松原 仁(マイクロソフト情報学研究賞選定委員会委員長/京都橘大学)

 2024年3月の全国大会の場で2023年度の「マイクロソフト情報学研究賞」が平原秀一さん(国立情報学研究所)と大上雅史さん(東京工業大学)に授与されました.本賞は国内の若手研究者を対象として2016年度に創設されました.今回で8回目の贈呈となります.以前は本会第20代会長の故長尾真先生からご寄贈いただいた資金により2005年度に設立された「長尾真記念特別賞」があって2015年度までの11年間にわたって若手研究者を顕彰してきました.その趣旨を引き継いだ形で国内の大学および公的研究機関の若手研究者を対象とする「マイクロソフト情報学研究賞」と企業所属の若手研究者を対象とする「情報処理技術研究開発賞」の2つの賞が発足しました.「長尾真記念特別賞」が毎年3人以内の選考であったのに対して,本賞が2名以内,「情報処理技術研究開発賞」が1名以内で合わせて3名以内となっています.

 本賞は,情報学の主要な分野の研究・開発で国際的に顕著な貢献が認められ,今後もその発展が期待される若手研究者(共同研究・開発の場合はその代表者)を毎年2名以内で顕彰するものです.受賞対象者は博士号取得後10年以内の若手研究者で,公募推薦の時期に本会正会員として3年以上経過した国内の大学または公的研究機関に所属する者としています.2023年度の公募を行ったところ8名の推薦があり,表彰規定ならびに選定手続きに基づき慎重に審議を行った結果,以下の研究業績に対して上記2名の受賞が決定しました.

平原秀一さん「メタ計算量に基づく平均時計算量の研究」
----------
• 依頼
[1] エントリーの冒頭から「[[15, 65], [26, 61]]」を含む行までを、「marker」を「dot」に書き換え、ほかは変えずに示してください。画像は含めないでください。
[2] マイクロソフト情報学研究賞の紹介文の続きを書いてください。
----------
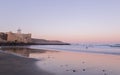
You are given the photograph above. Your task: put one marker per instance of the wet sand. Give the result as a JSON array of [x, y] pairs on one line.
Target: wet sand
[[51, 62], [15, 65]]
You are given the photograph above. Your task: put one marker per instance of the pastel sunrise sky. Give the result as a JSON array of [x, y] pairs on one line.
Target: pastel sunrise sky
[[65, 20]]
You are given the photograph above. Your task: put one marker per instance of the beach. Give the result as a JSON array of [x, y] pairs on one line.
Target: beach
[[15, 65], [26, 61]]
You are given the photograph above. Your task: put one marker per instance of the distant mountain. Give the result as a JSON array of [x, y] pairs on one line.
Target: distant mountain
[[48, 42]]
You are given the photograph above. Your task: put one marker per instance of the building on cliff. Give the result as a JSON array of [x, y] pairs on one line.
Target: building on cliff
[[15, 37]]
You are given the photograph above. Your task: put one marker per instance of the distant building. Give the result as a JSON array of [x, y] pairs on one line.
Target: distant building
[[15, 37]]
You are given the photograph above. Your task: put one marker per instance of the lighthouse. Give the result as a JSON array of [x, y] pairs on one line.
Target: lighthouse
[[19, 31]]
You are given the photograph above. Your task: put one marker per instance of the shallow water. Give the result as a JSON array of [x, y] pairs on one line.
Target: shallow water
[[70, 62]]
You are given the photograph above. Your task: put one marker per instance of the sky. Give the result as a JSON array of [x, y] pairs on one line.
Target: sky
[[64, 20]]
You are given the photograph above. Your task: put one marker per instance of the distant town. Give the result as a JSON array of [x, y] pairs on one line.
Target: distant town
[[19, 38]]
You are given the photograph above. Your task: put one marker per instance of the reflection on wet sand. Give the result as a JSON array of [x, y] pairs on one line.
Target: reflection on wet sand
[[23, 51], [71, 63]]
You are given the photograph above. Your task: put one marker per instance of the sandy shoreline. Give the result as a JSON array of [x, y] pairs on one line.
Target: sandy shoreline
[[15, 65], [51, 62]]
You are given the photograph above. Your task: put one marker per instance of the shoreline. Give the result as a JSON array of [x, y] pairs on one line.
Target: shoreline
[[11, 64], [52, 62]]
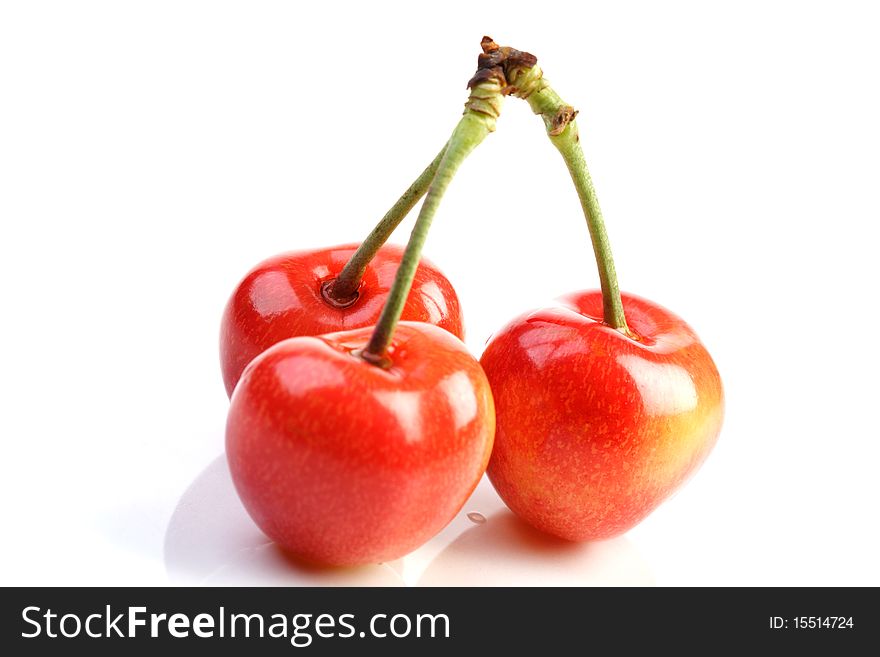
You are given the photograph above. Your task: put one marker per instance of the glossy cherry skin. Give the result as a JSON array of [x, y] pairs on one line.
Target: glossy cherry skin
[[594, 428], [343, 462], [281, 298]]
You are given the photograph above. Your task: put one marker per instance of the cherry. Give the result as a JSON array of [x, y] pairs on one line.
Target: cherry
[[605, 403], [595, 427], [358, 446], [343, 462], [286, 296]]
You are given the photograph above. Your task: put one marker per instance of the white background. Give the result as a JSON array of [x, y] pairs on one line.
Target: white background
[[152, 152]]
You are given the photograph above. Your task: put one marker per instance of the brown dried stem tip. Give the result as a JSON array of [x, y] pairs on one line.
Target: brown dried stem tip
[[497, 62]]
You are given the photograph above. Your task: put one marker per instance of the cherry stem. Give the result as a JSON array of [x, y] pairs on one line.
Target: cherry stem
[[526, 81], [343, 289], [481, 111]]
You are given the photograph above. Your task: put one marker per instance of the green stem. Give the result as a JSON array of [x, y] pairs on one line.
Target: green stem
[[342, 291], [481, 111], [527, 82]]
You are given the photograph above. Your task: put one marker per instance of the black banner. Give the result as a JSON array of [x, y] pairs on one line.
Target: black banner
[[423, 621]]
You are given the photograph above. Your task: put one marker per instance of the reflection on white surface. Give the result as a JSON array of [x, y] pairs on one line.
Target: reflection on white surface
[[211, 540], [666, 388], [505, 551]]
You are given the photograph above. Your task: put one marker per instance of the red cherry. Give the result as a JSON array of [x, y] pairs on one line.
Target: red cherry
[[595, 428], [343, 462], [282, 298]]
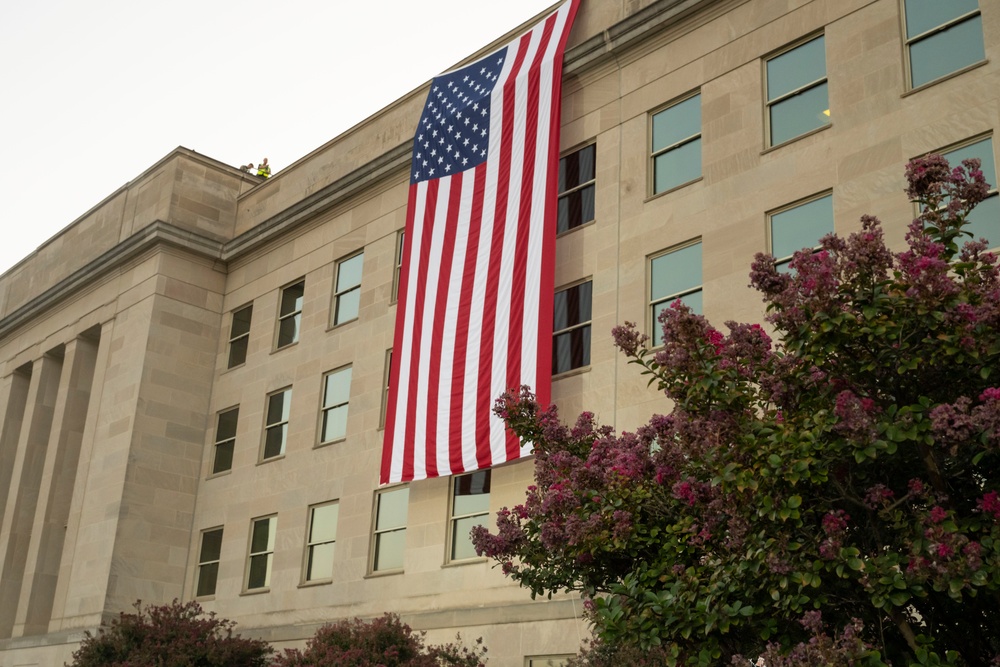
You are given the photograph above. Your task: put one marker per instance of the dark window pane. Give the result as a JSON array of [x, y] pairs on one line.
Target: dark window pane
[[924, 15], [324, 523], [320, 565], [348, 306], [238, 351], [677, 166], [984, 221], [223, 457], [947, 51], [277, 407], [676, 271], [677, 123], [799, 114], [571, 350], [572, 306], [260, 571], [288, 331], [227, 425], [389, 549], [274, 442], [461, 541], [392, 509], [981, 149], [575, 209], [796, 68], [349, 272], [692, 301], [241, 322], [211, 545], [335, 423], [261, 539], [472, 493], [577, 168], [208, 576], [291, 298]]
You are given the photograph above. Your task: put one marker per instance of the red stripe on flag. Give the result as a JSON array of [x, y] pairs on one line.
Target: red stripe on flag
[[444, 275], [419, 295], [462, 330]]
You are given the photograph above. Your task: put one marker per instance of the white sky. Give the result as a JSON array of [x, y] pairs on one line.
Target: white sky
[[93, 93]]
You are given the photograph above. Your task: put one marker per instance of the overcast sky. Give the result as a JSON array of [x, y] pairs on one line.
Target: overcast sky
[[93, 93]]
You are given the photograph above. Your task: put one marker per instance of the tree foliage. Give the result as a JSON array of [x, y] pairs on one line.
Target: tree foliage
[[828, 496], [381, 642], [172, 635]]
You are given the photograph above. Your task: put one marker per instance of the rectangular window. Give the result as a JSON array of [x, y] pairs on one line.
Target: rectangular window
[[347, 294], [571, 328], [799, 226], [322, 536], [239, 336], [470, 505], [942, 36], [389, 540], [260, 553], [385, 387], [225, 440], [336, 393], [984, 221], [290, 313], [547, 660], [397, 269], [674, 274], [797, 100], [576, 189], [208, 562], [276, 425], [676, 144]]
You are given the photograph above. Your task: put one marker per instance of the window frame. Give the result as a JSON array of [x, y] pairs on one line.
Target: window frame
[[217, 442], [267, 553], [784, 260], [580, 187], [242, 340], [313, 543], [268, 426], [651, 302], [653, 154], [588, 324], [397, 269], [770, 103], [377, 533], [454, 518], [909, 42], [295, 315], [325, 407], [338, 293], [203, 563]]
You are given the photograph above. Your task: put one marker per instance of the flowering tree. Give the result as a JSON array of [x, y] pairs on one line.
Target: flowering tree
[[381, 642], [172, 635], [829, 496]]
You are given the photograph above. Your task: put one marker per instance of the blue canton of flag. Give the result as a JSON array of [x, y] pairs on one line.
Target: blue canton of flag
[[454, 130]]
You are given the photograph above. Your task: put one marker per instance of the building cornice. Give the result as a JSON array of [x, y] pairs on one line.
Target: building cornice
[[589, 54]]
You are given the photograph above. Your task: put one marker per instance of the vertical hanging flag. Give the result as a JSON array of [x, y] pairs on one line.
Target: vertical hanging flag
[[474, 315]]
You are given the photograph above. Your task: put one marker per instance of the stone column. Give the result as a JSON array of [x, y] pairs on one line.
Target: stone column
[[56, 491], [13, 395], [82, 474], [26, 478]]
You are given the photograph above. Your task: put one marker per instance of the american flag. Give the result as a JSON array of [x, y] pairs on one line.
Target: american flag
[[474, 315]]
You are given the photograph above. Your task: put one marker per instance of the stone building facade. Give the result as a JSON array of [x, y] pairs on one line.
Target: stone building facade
----------
• 最終回答
[1]
You are given the photograph above. Your task: put one dot per instance of the wet sand. Give the result as a JSON array of [x, y] pairs on one line.
Target: wet sand
[[51, 62], [15, 65]]
You are given the photograph above. Your task: put one dot per instance of the pastel sunrise sky. Give the result as a JSON array of [x, y] pairs on one line.
Target: pastel sunrise sky
[[65, 20]]
You are given the photograph above. Your task: put one dot per instance of the beach. Give the result as a JSON array of [x, y] pairs on one line.
Target: beach
[[15, 65], [26, 61]]

[2]
 平原さんは暗号の安全性を議論するためには平均時計算量が重要でありそれを解析する必要があるという立場から,メタ計算問題(計算問題の計算量を問う計算問題)に注目して従来のブラックボックス帰着に代わる新しい証明方法を世界で初めて見出しました.これによって暗号の安全性を示すための道筋を切り開くことができました.世界的にも高く評価されています.

大上雅史さん「生体分子の計算設計技術に関する研究」
 大上さんはバイオインフォマティックスの領域で分子の立体構造に着目し,高速に分析結果を求めることのできる情報処理技術を開発してタンパク質を始めとするさまざまな分子の立体構造を明らかにするという優れた成果をあげました.将来は有効な医薬品の分子をいかに作るかにつながる研究と期待されています.

 「情報処理」note(https://note.com/ipsj)にある,大上さん自身の記事では本人の立場から研究内容が詳しく述べられています.

 両名ともマイクロソフト情報学研究賞の受賞にふさわしい優れた研究業績があり,また本会を含む国内外の学会において活躍されています.両名のさらなる活躍を期待しています.また,これからも国際的に活躍する優秀な若手研究者を顕彰していきたいと思いますので,積極的な応募をお願い申し上げます.